• Records for processing:
· · · ·

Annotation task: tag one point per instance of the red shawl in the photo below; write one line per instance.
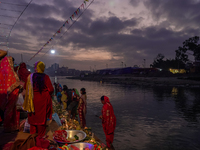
(23, 72)
(109, 119)
(8, 80)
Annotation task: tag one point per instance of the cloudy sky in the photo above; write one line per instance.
(109, 31)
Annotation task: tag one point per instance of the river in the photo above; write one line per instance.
(148, 118)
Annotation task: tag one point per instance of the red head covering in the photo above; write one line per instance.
(23, 72)
(106, 99)
(8, 79)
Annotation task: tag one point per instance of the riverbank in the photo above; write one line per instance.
(145, 81)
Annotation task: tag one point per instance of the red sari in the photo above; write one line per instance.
(9, 90)
(82, 111)
(108, 121)
(42, 104)
(23, 72)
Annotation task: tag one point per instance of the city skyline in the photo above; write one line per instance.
(108, 32)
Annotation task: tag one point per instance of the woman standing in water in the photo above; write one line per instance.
(108, 120)
(9, 91)
(82, 108)
(38, 99)
(2, 55)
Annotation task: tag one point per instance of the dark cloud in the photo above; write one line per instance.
(179, 13)
(128, 39)
(134, 3)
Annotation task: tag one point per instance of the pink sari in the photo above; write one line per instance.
(9, 83)
(82, 111)
(108, 121)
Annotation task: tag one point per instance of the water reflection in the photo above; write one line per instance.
(148, 118)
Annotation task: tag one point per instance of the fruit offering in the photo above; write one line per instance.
(60, 136)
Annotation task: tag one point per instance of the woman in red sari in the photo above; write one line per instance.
(2, 55)
(9, 90)
(108, 120)
(82, 108)
(23, 72)
(38, 100)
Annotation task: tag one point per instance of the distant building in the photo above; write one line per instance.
(55, 66)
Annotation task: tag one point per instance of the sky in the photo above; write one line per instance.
(108, 34)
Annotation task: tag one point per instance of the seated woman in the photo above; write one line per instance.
(38, 100)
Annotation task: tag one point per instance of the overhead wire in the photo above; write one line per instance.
(17, 20)
(7, 16)
(12, 4)
(9, 10)
(70, 26)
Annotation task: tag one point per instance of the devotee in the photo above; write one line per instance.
(2, 55)
(59, 95)
(64, 97)
(9, 91)
(108, 120)
(23, 72)
(38, 102)
(73, 104)
(82, 110)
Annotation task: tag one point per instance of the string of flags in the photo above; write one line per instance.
(67, 22)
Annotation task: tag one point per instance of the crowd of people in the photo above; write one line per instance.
(37, 91)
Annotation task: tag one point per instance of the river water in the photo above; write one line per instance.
(148, 118)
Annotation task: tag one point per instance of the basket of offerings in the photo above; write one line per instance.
(81, 146)
(69, 136)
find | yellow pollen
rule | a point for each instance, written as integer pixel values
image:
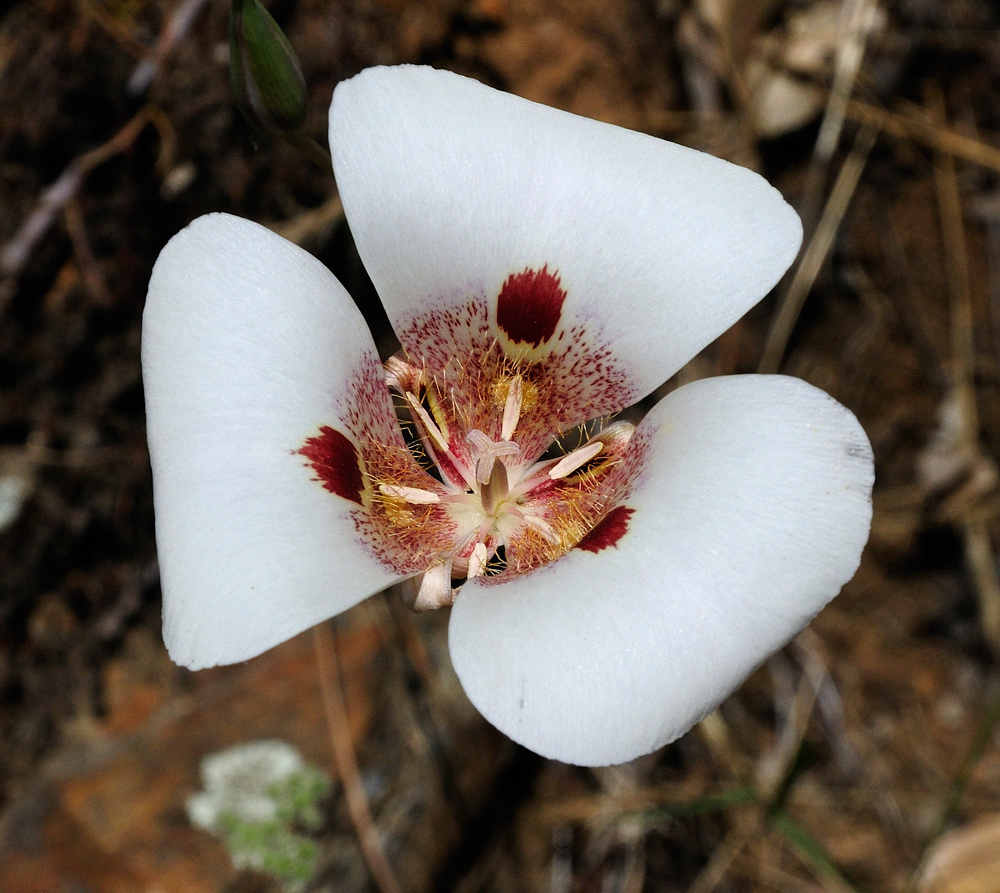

· · · ·

• What the task asks: Print the whole listing above again, reproducing each line with no changes, but leave out the pictures.

• Solution to this exercise:
Annotation task: tag one point per instance of the red shawl in the photo below; write one line per instance.
(23, 72)
(109, 119)
(8, 80)
Annotation task: tag one point per instance of the cloudy sky in the photo above; write one line per instance.
(109, 31)
Annotation task: tag one point per instance of the river in the photo above; write one line per instance.
(148, 118)
Annotation task: tag one point per instance of the red head covering in the photo above; write one line per instance.
(23, 72)
(106, 99)
(8, 79)
Annotation task: tag one point per instance of the riverbank in the photo above; write one line per instance.
(145, 81)
Annotation task: tag one point per instance of the red sari in the photo above; write one line per instance.
(9, 90)
(82, 111)
(108, 121)
(42, 104)
(23, 72)
Annotation task: tag one point per instance of the city skyline in the photo above; write one line per instance.
(108, 32)
Annotation task: tag one point per instance of the woman standing in water in the photo above; write one line per instance.
(108, 120)
(9, 91)
(82, 108)
(38, 99)
(2, 55)
Annotation task: tag one point per instance of the dark cloud in the photo above; write one line per instance.
(179, 13)
(128, 39)
(134, 3)
Annotation task: tag one point per instance of the pink sari in the photo above; write one line per instance.
(9, 83)
(82, 111)
(108, 121)
Annotation task: tag one point per instance of the water reflection in the photo above; write one line per instance.
(148, 118)
Annotation task: tag one point per instance of the fruit offering in the photo above; write one line per instance.
(60, 136)
Annotation task: tag one point per instance of the woman in red sari in the photo above; write one line per instance.
(2, 55)
(9, 90)
(108, 120)
(82, 108)
(23, 72)
(38, 100)
Annotation task: tag one point per instance of the distant building in the photo above; write one line per instance.
(55, 66)
Annotation task: tag one point per instance of the sky in the photo above; write one line per instance.
(108, 34)
Annotation task: tag one point per instance of the seated woman in the photo above; write one line per instance.
(38, 100)
Annotation task: tag one point per instance of the overhead wire in the photo above; write one line per instance.
(17, 20)
(7, 16)
(12, 4)
(9, 10)
(70, 26)
Annotation task: tag one point per instance of the devotee in the photo above; write one line per instance.
(2, 55)
(59, 95)
(64, 97)
(9, 91)
(108, 120)
(23, 72)
(38, 102)
(73, 104)
(82, 110)
Annotation task: tag one point per instance of the string of flags in the photo above; write one line per instance.
(67, 22)
Annotation task: tag one point per instance of the crowd of people in the photo above; write one line per instance.
(37, 91)
Annotation task: tag one point per instance of the river water in the photo above; write one line per instance.
(148, 118)
Annotation task: tag one point per instance of the basket of offerings in the photo above; write one line per instance.
(81, 146)
(69, 136)
find | yellow pollen
rule | a point for each instance, written as integer pixel values
image:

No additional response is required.